*** Extracted information ***
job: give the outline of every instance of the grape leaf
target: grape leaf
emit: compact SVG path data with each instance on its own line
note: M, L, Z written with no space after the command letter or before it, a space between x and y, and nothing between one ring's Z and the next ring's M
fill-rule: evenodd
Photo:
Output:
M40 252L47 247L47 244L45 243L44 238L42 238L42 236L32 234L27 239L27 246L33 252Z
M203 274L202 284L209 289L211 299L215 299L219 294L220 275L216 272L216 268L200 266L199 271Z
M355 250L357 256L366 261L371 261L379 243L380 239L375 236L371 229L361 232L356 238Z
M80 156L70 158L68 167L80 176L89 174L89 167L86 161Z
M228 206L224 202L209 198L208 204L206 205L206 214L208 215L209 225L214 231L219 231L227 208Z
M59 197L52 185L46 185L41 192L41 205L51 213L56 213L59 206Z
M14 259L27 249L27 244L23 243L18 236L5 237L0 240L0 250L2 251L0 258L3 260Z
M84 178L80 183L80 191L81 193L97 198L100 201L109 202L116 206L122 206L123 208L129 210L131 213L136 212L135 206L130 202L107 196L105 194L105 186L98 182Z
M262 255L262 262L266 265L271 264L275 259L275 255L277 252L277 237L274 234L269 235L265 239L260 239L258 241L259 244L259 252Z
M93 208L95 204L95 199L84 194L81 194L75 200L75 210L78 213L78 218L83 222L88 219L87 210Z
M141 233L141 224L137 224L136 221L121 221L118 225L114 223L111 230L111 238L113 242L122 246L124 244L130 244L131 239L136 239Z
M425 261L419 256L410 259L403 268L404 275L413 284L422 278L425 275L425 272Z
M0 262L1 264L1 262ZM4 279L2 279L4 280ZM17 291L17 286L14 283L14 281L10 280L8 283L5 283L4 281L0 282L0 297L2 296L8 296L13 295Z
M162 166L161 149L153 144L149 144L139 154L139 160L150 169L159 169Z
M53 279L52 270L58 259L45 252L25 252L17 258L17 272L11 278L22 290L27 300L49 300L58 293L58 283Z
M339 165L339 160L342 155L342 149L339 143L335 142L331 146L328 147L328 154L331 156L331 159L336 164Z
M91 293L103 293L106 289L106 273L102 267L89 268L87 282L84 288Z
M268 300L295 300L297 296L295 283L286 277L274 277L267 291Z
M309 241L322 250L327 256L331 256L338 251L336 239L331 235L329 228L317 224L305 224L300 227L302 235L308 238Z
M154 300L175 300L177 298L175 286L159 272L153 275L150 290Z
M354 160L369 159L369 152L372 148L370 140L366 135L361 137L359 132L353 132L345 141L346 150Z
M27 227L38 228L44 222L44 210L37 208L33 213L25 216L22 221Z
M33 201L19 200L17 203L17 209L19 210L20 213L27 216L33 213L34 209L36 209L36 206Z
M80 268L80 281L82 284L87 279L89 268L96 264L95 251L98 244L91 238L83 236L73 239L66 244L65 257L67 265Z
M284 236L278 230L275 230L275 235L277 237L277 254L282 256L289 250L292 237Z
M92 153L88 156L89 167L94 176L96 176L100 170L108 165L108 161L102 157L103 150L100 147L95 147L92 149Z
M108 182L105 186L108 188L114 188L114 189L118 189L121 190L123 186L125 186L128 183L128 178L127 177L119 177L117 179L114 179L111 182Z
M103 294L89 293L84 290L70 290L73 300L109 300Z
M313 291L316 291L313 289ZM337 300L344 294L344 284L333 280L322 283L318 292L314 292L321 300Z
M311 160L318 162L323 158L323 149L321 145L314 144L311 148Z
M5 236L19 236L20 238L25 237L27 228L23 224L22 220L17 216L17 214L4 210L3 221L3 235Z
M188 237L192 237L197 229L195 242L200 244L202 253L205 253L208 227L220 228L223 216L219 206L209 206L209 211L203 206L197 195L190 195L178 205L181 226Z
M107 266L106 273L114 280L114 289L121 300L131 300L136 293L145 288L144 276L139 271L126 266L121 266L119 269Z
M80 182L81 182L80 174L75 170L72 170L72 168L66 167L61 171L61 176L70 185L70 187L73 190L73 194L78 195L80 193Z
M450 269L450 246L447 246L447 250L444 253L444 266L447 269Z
*** End of Extracted information ***
*Exercise prompt*
Write out a word-for-word copy of every entry above.

*Solution to this task*
job: give the outline of every instance of the grape leaf
target: grape leaf
emit: compact SVG path data with each instance on its own line
note: M, L, Z written with no space after the command letter or before it, a space between x and y, and nothing between one ring's Z and the next ring's M
fill-rule: evenodd
Photo:
Output:
M40 252L47 247L47 244L45 243L44 238L42 238L42 236L32 234L27 239L27 246L33 252Z
M203 274L202 284L209 289L211 299L215 299L219 294L220 275L216 272L216 268L200 266L199 271Z
M355 250L357 256L366 261L371 261L379 243L380 239L375 236L371 229L361 232L356 238Z
M80 156L70 158L68 167L80 176L89 174L89 167L86 161Z
M228 206L224 202L209 198L208 204L206 205L206 214L208 215L209 225L214 231L219 231L227 208Z
M59 197L52 185L46 185L41 192L41 205L51 213L56 213L59 206Z
M14 259L27 249L27 244L23 243L18 236L5 237L0 240L0 250L2 251L0 258L3 260Z
M84 178L80 183L80 191L81 193L97 198L100 201L109 202L116 206L122 206L123 208L129 210L131 213L136 212L135 206L130 202L107 196L105 194L105 186L98 182Z
M262 255L262 262L266 265L271 264L275 259L275 255L277 252L277 237L274 234L269 235L265 239L260 239L258 241L259 244L259 252Z
M93 208L95 204L95 199L84 194L81 194L75 200L75 210L78 213L78 218L83 222L88 219L87 210Z
M141 233L141 224L137 224L136 221L121 221L118 225L114 223L111 230L111 238L113 242L122 246L124 244L130 244L131 239L136 239Z
M425 261L419 256L410 259L403 268L404 275L413 284L422 278L425 275L425 272Z
M0 262L1 264L1 262ZM4 279L2 279L4 280ZM17 291L17 286L14 283L14 281L10 280L8 283L5 283L4 281L0 282L0 297L2 296L8 296L13 295Z
M162 166L161 149L153 144L149 144L139 154L139 160L150 169L159 169Z
M53 279L52 270L58 259L45 252L25 252L17 258L17 272L11 278L22 290L27 300L49 300L58 293L58 283Z
M339 165L339 160L342 155L342 149L339 143L335 142L331 146L328 147L328 154L331 156L331 159L336 164Z
M91 293L103 293L106 289L106 273L102 267L89 268L87 282L84 288Z
M268 300L295 300L297 296L295 283L286 277L274 277L267 291Z
M309 241L322 250L327 256L331 256L338 251L336 239L331 235L329 228L317 224L305 224L300 227L302 235L308 238Z
M154 300L175 300L177 298L175 286L159 272L153 275L150 290Z
M354 160L369 159L369 152L372 148L370 140L366 135L361 137L359 132L353 132L345 141L346 150Z
M27 227L38 228L44 222L44 210L37 208L33 213L25 216L22 221Z
M33 201L19 200L17 203L17 209L19 210L20 213L27 216L33 213L34 209L36 209L36 206Z
M80 268L80 281L82 284L87 279L89 268L96 264L95 251L98 244L91 238L83 236L73 239L66 244L65 257L67 265Z
M284 236L278 230L275 230L275 235L277 237L277 254L282 256L289 250L292 237Z
M92 153L88 156L89 167L94 176L96 176L100 170L108 165L108 161L102 157L103 150L100 147L95 147L92 149Z
M108 182L105 186L108 188L114 188L114 189L118 189L121 190L123 186L125 186L128 183L128 178L127 177L119 177L117 179L114 179L111 182Z
M103 294L89 293L84 290L70 290L73 300L109 300Z
M313 291L316 291L313 289ZM337 300L344 294L344 284L333 280L322 283L318 292L314 292L321 300Z
M311 160L318 162L323 158L323 149L321 145L314 144L311 148Z
M5 236L19 236L20 238L25 237L27 228L23 224L22 220L17 216L17 214L4 210L3 221L3 235Z
M188 237L192 237L197 229L195 242L200 244L202 253L205 253L208 227L220 228L223 216L219 206L209 206L209 211L203 206L197 195L190 195L178 205L181 226Z
M107 266L106 273L114 280L114 289L121 300L131 300L136 293L145 288L144 276L139 271L126 266L121 266L119 269Z
M80 182L81 182L80 174L75 170L72 170L72 168L66 167L61 171L61 176L70 185L70 187L73 190L73 194L78 195L80 193Z
M450 269L450 246L447 246L447 250L444 253L444 266L447 269Z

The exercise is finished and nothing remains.